§ **Required task**: Can you update the material below so that every "named corners" becomes "labeled corners", with everything else left unchanged?

§ **Material provided**:

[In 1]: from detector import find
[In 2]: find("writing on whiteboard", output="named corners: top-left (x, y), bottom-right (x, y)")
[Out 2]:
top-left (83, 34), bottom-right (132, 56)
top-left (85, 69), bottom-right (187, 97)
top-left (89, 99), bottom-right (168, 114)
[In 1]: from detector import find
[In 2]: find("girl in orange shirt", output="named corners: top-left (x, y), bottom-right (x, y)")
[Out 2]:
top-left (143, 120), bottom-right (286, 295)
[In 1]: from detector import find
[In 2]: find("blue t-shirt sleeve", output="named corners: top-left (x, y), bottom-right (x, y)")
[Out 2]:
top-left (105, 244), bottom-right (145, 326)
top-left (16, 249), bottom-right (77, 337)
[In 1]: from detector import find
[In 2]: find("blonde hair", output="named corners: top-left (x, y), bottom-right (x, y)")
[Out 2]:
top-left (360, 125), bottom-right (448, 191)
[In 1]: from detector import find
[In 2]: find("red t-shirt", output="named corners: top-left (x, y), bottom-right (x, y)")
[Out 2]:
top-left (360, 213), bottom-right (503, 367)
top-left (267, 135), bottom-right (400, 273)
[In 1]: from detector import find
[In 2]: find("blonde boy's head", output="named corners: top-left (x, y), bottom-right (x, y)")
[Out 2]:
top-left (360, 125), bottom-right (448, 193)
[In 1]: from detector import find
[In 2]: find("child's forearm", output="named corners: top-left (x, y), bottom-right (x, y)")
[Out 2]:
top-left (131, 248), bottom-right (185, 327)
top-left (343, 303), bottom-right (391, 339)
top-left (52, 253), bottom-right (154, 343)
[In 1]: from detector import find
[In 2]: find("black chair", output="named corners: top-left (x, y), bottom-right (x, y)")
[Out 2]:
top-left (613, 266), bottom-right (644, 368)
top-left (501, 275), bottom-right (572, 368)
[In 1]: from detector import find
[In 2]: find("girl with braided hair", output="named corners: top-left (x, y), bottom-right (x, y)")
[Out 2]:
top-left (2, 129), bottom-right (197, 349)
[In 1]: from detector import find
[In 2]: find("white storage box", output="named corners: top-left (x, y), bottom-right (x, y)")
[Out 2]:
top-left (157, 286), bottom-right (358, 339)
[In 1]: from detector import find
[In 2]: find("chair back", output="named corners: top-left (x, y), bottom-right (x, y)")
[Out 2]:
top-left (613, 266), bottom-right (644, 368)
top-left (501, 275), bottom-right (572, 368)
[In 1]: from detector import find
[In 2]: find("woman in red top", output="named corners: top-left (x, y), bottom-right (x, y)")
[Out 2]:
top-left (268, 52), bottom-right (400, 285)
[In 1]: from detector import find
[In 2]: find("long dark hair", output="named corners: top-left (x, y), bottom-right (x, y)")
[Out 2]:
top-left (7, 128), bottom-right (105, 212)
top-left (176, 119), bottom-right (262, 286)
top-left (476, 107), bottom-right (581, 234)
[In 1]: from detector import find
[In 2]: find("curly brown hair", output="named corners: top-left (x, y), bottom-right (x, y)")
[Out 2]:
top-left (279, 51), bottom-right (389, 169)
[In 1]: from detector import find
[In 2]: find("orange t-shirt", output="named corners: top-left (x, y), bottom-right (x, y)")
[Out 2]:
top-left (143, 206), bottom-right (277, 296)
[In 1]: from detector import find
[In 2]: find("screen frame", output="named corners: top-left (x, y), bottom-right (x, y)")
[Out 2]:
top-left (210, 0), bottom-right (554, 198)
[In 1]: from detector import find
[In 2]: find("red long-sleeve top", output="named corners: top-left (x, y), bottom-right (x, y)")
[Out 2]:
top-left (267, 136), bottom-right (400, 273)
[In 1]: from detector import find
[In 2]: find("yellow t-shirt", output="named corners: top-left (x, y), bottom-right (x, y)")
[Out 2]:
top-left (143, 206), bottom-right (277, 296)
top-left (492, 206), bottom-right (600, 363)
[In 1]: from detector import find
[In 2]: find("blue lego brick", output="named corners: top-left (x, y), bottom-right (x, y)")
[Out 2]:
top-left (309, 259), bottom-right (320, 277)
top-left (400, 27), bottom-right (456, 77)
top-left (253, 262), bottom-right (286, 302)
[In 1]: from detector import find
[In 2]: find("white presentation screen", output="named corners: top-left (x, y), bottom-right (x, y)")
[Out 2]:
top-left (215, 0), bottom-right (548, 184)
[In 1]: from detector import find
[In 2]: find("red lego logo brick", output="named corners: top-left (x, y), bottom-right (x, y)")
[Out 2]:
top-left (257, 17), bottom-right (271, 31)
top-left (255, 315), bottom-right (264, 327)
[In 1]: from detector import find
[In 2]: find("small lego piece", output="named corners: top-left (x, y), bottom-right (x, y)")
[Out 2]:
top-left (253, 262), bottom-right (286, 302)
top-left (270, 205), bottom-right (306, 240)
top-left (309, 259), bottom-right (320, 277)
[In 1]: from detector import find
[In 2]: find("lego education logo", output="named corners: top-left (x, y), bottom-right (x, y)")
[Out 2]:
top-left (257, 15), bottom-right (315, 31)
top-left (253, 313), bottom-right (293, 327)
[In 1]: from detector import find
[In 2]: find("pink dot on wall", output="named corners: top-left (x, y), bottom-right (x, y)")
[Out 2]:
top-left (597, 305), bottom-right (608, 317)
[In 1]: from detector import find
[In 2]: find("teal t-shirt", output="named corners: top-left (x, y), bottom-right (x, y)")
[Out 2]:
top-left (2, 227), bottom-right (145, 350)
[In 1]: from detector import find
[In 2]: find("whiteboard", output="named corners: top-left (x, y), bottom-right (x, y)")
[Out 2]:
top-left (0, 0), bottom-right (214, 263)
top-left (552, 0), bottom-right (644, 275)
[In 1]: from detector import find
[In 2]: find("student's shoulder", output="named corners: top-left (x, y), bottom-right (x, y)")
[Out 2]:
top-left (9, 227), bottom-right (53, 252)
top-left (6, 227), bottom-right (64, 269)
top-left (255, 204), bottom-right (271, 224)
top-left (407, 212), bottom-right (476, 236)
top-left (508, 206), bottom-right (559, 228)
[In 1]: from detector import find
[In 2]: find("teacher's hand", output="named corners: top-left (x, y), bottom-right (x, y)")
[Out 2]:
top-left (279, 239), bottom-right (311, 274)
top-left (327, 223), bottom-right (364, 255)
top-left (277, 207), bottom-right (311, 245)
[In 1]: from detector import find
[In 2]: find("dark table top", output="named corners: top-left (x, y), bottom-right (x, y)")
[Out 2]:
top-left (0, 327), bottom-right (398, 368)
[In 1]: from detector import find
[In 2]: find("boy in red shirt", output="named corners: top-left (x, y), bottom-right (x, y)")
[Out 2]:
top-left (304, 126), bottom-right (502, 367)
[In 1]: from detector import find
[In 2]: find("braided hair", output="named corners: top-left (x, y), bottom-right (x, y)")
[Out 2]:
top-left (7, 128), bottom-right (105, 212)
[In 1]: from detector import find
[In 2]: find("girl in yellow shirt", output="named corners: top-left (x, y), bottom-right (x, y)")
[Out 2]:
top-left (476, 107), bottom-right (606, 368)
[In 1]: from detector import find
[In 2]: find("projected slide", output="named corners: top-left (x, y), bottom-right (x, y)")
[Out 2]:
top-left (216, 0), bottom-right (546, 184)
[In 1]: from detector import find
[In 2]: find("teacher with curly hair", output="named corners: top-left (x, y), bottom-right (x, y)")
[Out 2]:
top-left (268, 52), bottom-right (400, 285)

§ **Reply**:
[In 1]: from detector import find
[In 2]: find("writing on whiteboard", output="labeled corners: top-left (x, y), bottom-right (x, y)")
[Out 2]:
top-left (83, 34), bottom-right (132, 56)
top-left (85, 69), bottom-right (187, 97)
top-left (89, 99), bottom-right (168, 114)
[In 1]: from detector import find
[In 2]: find("girl in orange shirt", output="labeled corners: top-left (x, y), bottom-right (x, y)")
[Out 2]:
top-left (143, 120), bottom-right (286, 295)
[In 1]: from detector import find
[In 2]: find("blue t-shirt sleeve", output="labeled corners: top-left (x, y), bottom-right (x, y)")
[Out 2]:
top-left (105, 244), bottom-right (145, 326)
top-left (16, 249), bottom-right (77, 337)
[In 1]: from detector import find
[In 2]: find("blonde hair", output="labeled corners: top-left (x, y), bottom-right (x, y)")
[Out 2]:
top-left (360, 125), bottom-right (448, 191)
[In 1]: from detector import find
[In 2]: find("red t-shirt", output="labeled corners: top-left (x, y), bottom-right (x, y)")
[Out 2]:
top-left (360, 213), bottom-right (503, 367)
top-left (267, 135), bottom-right (400, 273)
[In 1]: from detector import find
[In 2]: find("blonde boy's head", output="labeled corners: top-left (x, y), bottom-right (x, y)")
[Out 2]:
top-left (360, 125), bottom-right (448, 193)
[In 1]: from detector import find
[In 2]: find("child's forearm", output="labeled corners: top-left (x, y), bottom-right (x, y)")
[Out 2]:
top-left (131, 248), bottom-right (185, 327)
top-left (343, 303), bottom-right (391, 339)
top-left (52, 253), bottom-right (154, 343)
[In 1]: from detector import find
[In 2]: find("black chair", output="labeled corners: top-left (x, y), bottom-right (x, y)")
[Out 2]:
top-left (613, 266), bottom-right (644, 368)
top-left (501, 275), bottom-right (572, 368)
[In 1]: from detector import find
[In 2]: find("girl with braided hair", output="labeled corners: top-left (x, y), bottom-right (x, y)")
[Out 2]:
top-left (2, 129), bottom-right (197, 349)
[In 1]: from detector import find
[In 2]: find("white storage box", output="labeled corners: top-left (x, y), bottom-right (x, y)")
[Out 2]:
top-left (157, 286), bottom-right (358, 339)
[In 1]: from detector import find
[In 2]: find("chair back", output="labeled corners: top-left (x, y), bottom-right (x, y)")
[Out 2]:
top-left (613, 266), bottom-right (644, 368)
top-left (501, 275), bottom-right (572, 368)
[In 1]: from detector import find
[In 2]: find("woman in red top", output="labeled corners: top-left (x, y), bottom-right (x, y)")
[Out 2]:
top-left (268, 52), bottom-right (400, 285)
[In 1]: from detector import find
[In 2]: find("long dark hair", output="labeled corners: top-left (x, y), bottom-right (x, y)")
[Out 2]:
top-left (7, 128), bottom-right (105, 212)
top-left (176, 119), bottom-right (262, 286)
top-left (476, 107), bottom-right (581, 234)
[In 1]: from detector import find
[In 2]: find("curly brown hair", output="labeled corners: top-left (x, y), bottom-right (x, y)")
[Out 2]:
top-left (279, 51), bottom-right (389, 169)
[In 1]: from detector import find
[In 2]: find("orange t-shirt", output="labeled corners: top-left (x, y), bottom-right (x, y)")
[Out 2]:
top-left (143, 206), bottom-right (277, 296)
[In 1]: from detector import find
[In 2]: find("screen frame", output="labeled corners: top-left (x, y), bottom-right (x, y)")
[Out 2]:
top-left (210, 0), bottom-right (554, 198)
[In 1]: from detector import find
[In 2]: find("red long-sleeve top", output="labeled corners: top-left (x, y), bottom-right (x, y)")
[Out 2]:
top-left (267, 136), bottom-right (400, 273)
[In 1]: from detector import find
[In 2]: find("yellow t-shirt", output="labeled corners: top-left (x, y), bottom-right (x, y)")
[Out 2]:
top-left (143, 206), bottom-right (277, 296)
top-left (492, 206), bottom-right (600, 363)
[In 1]: from detector import find
[In 2]: find("blue lego brick", output="labeled corners: top-left (x, y), bottom-right (x, y)")
[Out 2]:
top-left (309, 259), bottom-right (320, 277)
top-left (400, 27), bottom-right (456, 77)
top-left (253, 262), bottom-right (286, 302)
[In 1]: from detector import find
[In 2]: find("white presentation screen", output="labeled corners: top-left (x, y), bottom-right (x, y)")
[Out 2]:
top-left (215, 0), bottom-right (548, 184)
[In 1]: from detector import find
[In 2]: find("red lego logo brick", output="labeled corners: top-left (x, y), bottom-right (x, y)")
[Out 2]:
top-left (257, 17), bottom-right (271, 31)
top-left (255, 315), bottom-right (264, 327)
[In 1]: from detector import find
[In 2]: find("small lego piece", output="labeled corners: top-left (x, y), bottom-right (x, y)")
[Out 2]:
top-left (253, 262), bottom-right (286, 302)
top-left (270, 205), bottom-right (306, 240)
top-left (309, 259), bottom-right (320, 277)
[In 1]: from detector import find
[In 2]: find("lego education logo", output="labeled corners: top-left (x, y), bottom-right (x, y)")
[Out 2]:
top-left (257, 15), bottom-right (315, 31)
top-left (253, 313), bottom-right (293, 327)
[In 1]: from detector import find
[In 2]: find("pink dot on wall", output="labeled corners: top-left (x, y), bottom-right (x, y)")
[Out 2]:
top-left (597, 305), bottom-right (608, 317)
[In 1]: from detector import find
[In 2]: find("teal t-shirt", output="labeled corners: top-left (x, y), bottom-right (x, y)")
[Out 2]:
top-left (2, 227), bottom-right (145, 350)
[In 1]: from detector import find
[In 2]: find("whiteboard", output="labeled corners: top-left (x, y), bottom-right (x, y)")
[Out 2]:
top-left (0, 0), bottom-right (214, 263)
top-left (552, 0), bottom-right (644, 275)
[In 1]: from detector import find
[In 2]: find("student's shoulder", output="labeled corners: top-left (x, y), bottom-right (x, y)")
[Out 2]:
top-left (9, 227), bottom-right (53, 252)
top-left (6, 227), bottom-right (64, 269)
top-left (255, 204), bottom-right (271, 224)
top-left (407, 212), bottom-right (476, 236)
top-left (508, 206), bottom-right (559, 228)
[In 1]: from detector import find
[In 2]: find("teacher's hand", output="labeled corners: top-left (x, y), bottom-right (x, y)")
[Out 2]:
top-left (279, 239), bottom-right (311, 274)
top-left (327, 223), bottom-right (364, 255)
top-left (277, 207), bottom-right (311, 245)
[In 1]: from detector import find
[In 2]: find("dark table top", output="labeled corners: top-left (x, y), bottom-right (x, y)")
[Out 2]:
top-left (0, 327), bottom-right (398, 368)
[In 1]: from detector import find
[In 2]: find("boy in red shirt", output="labeled corners: top-left (x, y), bottom-right (x, y)")
[Out 2]:
top-left (304, 126), bottom-right (502, 367)
[In 1]: from detector import find
[In 2]: find("braided hair", output="labeled corners: top-left (x, y), bottom-right (x, y)")
[Out 2]:
top-left (7, 128), bottom-right (105, 212)
[In 1]: from detector import find
[In 2]: find("girl in yellow shirt", output="labeled corners: top-left (x, y), bottom-right (x, y)")
[Out 2]:
top-left (476, 107), bottom-right (606, 368)
[In 1]: from detector import find
[In 2]: find("projected slide", output="labeled corners: top-left (x, y), bottom-right (x, y)")
[Out 2]:
top-left (216, 0), bottom-right (546, 184)
[In 1]: from detector import find
[In 2]: find("teacher with curly hair", output="labeled corners: top-left (x, y), bottom-right (x, y)")
[Out 2]:
top-left (268, 52), bottom-right (400, 285)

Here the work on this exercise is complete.